- [TASK LIST]
A: In the piece on cutting salt, what percentage of the salt in our diets comes from food processors?
B: Reproduce the passage of the salt article between "Cut the salt" and "than you realize.", inclusive.
C: Write the next part of the article on cutting salt, picking up after its final sentence.

- [DOCUMENT EXCERPT]

Cut the salt

I’ve heard it before, “I don’t use the salt shaker so I don’t have to worry about salt intake.” Wrong. Seventy-five percent of the salt in our diets comes from the salt added by food processors so even if you don’t touch the salt shaker you are getting more salt than you realize.

The 2010 Dietary Guidelines for Americans recommends reducing sodium intake (salt is 40% sodium and the rest is the mineral chloride) to 1,500 milligrams a day. That is equal to 2/3 teaspoon of salt. Cutting sodium intake to 1,500 milligrams a day is a herculean task for most of us–especially if you eat out. Consider that 2 slices of Pizza Hut Supreme pizza has 1,780 milligrams of sodium and Olive Garden’s Shrimp Caprese has 3,490 milligrams of sodium–so you can see why it is so difficult to get to the recommended 1,500 milligrams per day.

- [SUPPLIED INFORMATION]
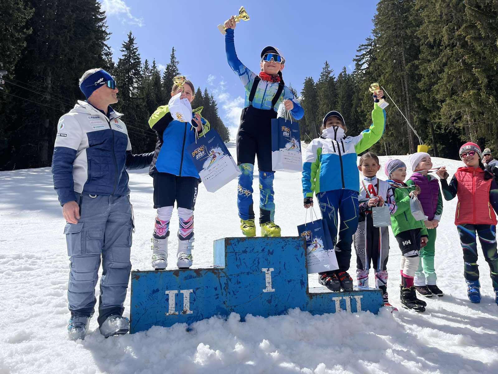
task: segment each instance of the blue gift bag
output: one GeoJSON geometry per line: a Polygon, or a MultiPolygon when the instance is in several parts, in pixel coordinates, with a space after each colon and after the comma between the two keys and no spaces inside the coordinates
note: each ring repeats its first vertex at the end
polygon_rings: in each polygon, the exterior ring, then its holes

- [ANSWERS]
A: Seventy-five percent.

B:
Cut the salt

I’ve heard it before, “I don’t use the salt shaker so I don’t have to worry about salt intake.” Wrong. Seventy-five percent of the salt in our diets comes from the salt added by food processors so even if you don’t touch the salt shaker you are getting more salt than you realize.

C:
Many food companies are jumping on the lower sodium recommendations and that is good news for all of us. One of my favorite pantry items is canned beans–kidney beans, black beans, and garbanzo beans all make an appearance in my meals. The bean has everything–protein (much more than other veggies), fiber, vitamins and minerals. Up until now, canned beans also had a lot of sodium, but now there are two solutions for reducing sodium in canned beans. One is using the line of Bush’s lower sodium beans. They’ve cut the sodium in half in canned beans. The second is the drain and rinse technique. Researchers put this method to the test and found that draining canned beans reduces sodium by 36% but draining and rinsing can reduce sodium by 41%.

So next time you reach for a versatile can of beans, drain the beans in a colander for 2 minutes, rinse under tap water for 10 seconds, and let the beans drain for 2 minutes for easy an sodium reduction to get you on your way to 1,500 milligrams of sodium each day.